What is wrong with buying plastic bottled water?
There’s a lot of information circulating about the plastic pollution epidemic, specifically, disposable single-use plastics with alarming statistics and new studies surfacing every day. This why I am spearheading the Plastic Free Bridport campaign during my term as Mayor.
It should come as no surprise that one of the most pressing environmental issues we face is plastic pollution. In 2016, we consumed 400 billion plastic water bottles around the globe, equivalent to 1 million plastic water bottles per minute, or 20,000 bottles per second. Approximately only 9% of all plastic gets recycled, while the remaining 91% ends up in landfills or leaches into our oceans. In the US alone, they go through 50 billion plastic bottles per year or 100 million plastic water bottles per day.
If you don’t already own a refillable water bottle why not treat yourself to a ‘Bridport Bottle’ available from the TIC.
It can take over 400 years for plastic water bottles to biodegrade. Microplastics (tiny plastic particles) breakdown and embed themselves in our food chain as they are ingested by marine life-threatening larger ecosystems and consequently, human health. Though plastic bottles are convenient and sometimes necessary for clean water in rural areas, lack of government oversight has lead to the proliferation of plastic disposables and it has become an industry that has produced over 8.3 billion metric tons of plastic in the last 6 decades, of which 6.3 billion tons has become plastic waste.
Next time you think about buying a bottle of water ask yourself; Why do we need to transport water across this country and from as far away as Fiji and sell it in single use plastic bottles when we have the highest quality of drinking water in the world already available at our kitchen tap and now in Bucky Doo Square?

▸ **THE PROBLEM**
Answer these questions from the text on plastic bottled water, one line each.
(a) How many plastic water bottles were consumed around the globe in 2016?
(b) Where can a 'Bridport Bottle' be bought?
(c) How long can it take plastic water bottles to biodegrade?

▸ **DATA EXTRACT**
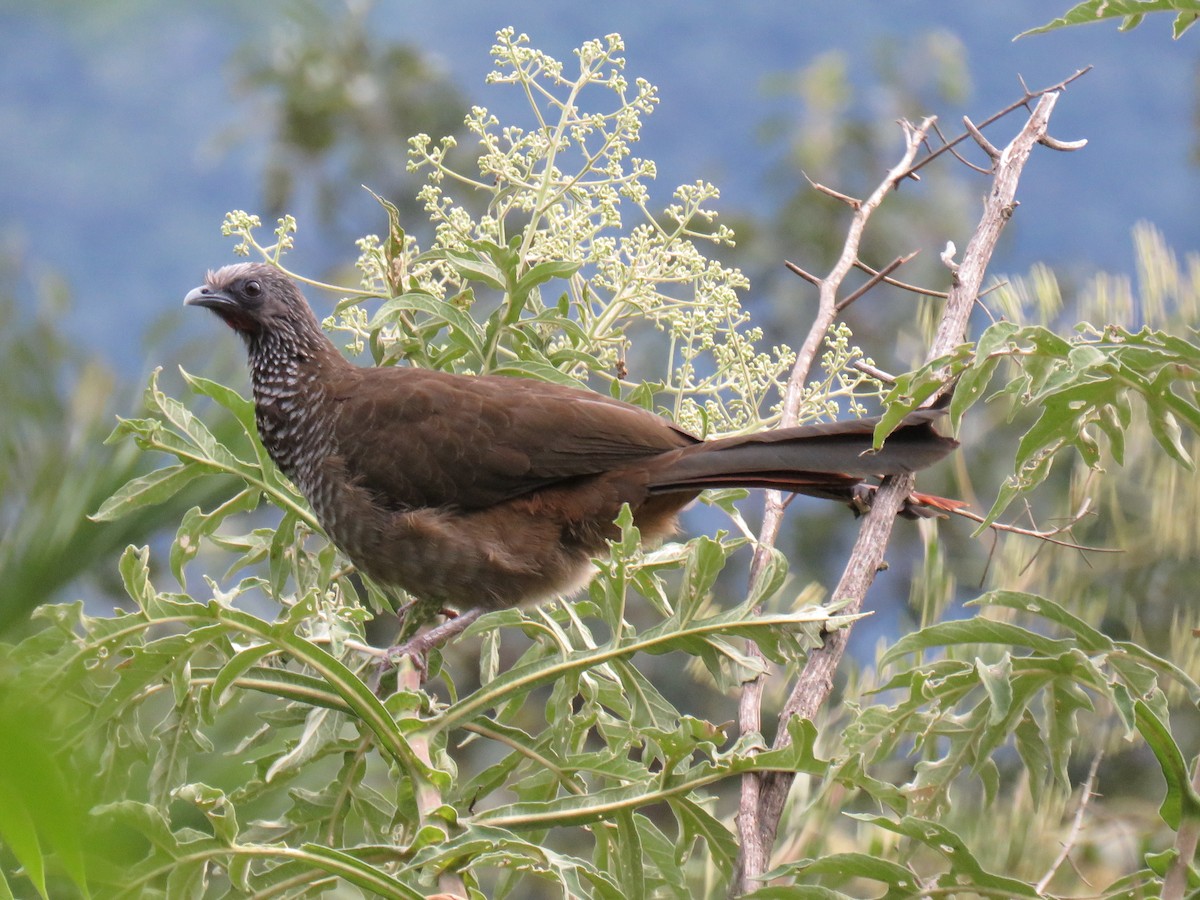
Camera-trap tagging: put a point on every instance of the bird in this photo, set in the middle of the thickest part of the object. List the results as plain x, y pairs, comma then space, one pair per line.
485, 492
--
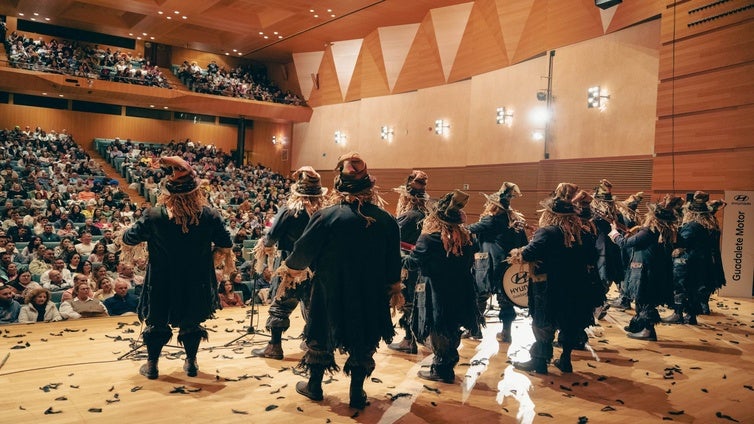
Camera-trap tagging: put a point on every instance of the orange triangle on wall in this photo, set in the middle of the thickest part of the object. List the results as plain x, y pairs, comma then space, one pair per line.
==
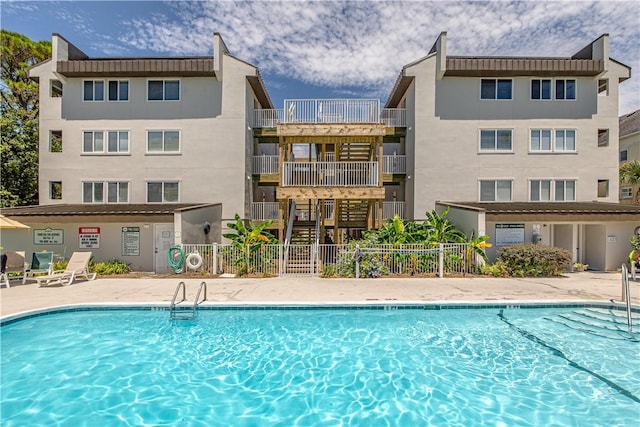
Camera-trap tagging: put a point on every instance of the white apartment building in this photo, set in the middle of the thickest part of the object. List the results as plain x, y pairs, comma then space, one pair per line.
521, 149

▸ **RESPONSE**
(a) 400 billion
(b) From the TIC
(c) Over 400 years